**EXERCISE TEXT:**
= = = = = = =
Scientific classification
- Kingdom: Plantae
- Clade: Tracheophytes
- Clade: Angiosperms
- Clade: Eudicots
- Clade: Rosids
- Order: Fabales
- Family: Fabaceae
- Subfamily: Faboideae
- Genus: Astragalus
- Species: A. alpinus
- Binomial name: Astragalus alpinus L.

= Astragalus alpinus =

- Genus: Astragalus
- Species: alpinus
- Authority: L.

Species of milkvetch

Astragalus alpinus is a species of flowering plant in the legume family known by the common name alpine milkvetch. It has a circumpolar distribution, occurring throughout the upper latitudes of the Northern Hemisphere.

==Distribution==
It is widespread in Eurasia. In North America it occurs from Alaska to Newfoundland and as far south as Nevada and New Mexico.
= = = = = = =
**SUPPLIED MATERIAL:**
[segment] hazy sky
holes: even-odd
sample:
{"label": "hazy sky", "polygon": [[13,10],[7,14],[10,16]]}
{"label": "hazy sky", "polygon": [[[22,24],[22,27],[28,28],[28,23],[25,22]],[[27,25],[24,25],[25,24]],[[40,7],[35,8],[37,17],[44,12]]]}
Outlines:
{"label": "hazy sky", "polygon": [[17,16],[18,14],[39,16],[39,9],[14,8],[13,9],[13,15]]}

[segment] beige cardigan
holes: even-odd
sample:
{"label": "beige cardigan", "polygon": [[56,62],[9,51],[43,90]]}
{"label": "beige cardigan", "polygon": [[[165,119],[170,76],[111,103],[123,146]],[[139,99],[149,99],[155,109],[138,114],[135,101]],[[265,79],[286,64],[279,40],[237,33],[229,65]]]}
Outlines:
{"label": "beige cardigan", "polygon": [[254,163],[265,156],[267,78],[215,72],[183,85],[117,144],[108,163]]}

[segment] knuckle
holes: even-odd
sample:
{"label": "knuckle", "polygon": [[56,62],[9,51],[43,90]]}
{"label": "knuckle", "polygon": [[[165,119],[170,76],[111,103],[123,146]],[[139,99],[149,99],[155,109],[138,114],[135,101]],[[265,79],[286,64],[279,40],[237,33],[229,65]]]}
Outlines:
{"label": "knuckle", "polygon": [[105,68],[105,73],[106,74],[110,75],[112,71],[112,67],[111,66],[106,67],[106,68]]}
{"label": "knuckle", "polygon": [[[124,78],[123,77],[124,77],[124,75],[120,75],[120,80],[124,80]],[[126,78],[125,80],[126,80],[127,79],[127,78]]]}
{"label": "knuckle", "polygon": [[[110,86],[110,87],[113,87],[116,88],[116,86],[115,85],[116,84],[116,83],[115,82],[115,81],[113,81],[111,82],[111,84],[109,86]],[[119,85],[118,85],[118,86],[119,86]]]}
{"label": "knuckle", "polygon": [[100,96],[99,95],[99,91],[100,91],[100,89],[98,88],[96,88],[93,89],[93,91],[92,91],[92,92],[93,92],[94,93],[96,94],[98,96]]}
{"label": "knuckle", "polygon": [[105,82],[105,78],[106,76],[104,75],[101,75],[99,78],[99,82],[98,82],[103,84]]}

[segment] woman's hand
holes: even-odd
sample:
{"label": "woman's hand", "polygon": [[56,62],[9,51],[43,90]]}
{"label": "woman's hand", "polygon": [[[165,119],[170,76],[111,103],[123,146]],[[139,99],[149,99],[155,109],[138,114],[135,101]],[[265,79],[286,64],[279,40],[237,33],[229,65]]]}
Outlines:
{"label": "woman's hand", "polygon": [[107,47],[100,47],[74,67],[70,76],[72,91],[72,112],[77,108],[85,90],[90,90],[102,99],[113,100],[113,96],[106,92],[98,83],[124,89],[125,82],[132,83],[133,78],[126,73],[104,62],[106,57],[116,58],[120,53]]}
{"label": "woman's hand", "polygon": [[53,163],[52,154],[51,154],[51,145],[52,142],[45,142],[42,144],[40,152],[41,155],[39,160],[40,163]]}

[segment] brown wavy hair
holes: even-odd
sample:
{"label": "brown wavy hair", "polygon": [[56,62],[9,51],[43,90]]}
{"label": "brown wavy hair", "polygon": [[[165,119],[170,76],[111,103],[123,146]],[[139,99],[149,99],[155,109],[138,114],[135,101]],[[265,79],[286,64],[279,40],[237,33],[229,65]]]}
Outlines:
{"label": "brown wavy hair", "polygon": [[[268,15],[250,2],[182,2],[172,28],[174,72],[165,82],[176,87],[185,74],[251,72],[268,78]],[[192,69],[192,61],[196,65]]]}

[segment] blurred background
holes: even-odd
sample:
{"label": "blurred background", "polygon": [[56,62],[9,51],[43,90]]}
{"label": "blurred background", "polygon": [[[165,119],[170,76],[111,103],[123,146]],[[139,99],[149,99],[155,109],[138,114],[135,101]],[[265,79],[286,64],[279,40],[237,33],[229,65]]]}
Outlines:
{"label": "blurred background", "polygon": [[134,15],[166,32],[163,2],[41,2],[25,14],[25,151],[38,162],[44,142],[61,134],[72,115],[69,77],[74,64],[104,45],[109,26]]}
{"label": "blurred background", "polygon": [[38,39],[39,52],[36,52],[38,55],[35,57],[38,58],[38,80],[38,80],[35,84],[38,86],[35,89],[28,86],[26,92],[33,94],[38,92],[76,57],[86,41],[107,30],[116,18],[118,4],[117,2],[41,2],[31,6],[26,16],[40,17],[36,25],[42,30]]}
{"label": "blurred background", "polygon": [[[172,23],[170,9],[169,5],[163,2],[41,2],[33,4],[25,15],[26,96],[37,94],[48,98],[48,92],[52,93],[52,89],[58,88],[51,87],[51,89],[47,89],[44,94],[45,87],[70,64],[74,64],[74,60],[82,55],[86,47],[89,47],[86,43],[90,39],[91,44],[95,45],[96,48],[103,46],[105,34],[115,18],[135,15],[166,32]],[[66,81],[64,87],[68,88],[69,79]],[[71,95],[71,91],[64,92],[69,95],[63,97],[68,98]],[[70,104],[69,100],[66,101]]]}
= = = = = = =
Continue the alpine milkvetch text, starting right after its last sentence on the plant's North American range.

**OUTPUT FOR THIS TASK:**
==Description==
This plant is variable in appearance. In general, it is a perennial herb growing from a taproot and rhizome network topped with an underground caudex. The roots have nitrogen-fixing nodules. The aboveground stems are up to 30 cm long and are mostly decumbent, forming a mat. The leaves are up to 15 cm long and are made up of several pairs of leaflets each up to 2 cm long. The inflorescence is a raceme of up to 30 flowers each about 1 cm long. The flowers are purple or blue. The fruit is a legume pod up to 1.7 cm long which contains seeds.

==Ecology==
This plant grows in subalpine and alpine climates, often in moist areas, such as woodlands and meadows around streams and lakes. It also occurs on tundra and other cold, dry, exposed areas. It occurs on gravel bars and scree. It is sometimes a pioneer species, colonizing land in the primary phase of ecological succession, such as roads and bare land turned over during frost heave. It has been observed regrowing early in recently burned areas in Grand Teton National Park. It also grows in vegetated areas. Plants occurring in harsh conditions are smaller than those in more favorable sites.

This plant species provides food for caribou, Arctic hares, greater snow geese, small blue butterflies, and grizzly bears.

This species may be divided into two varieties, var. alpinus occurring in the Arctic and var. brunetianus occurring in northeastern North America at lower latitudes.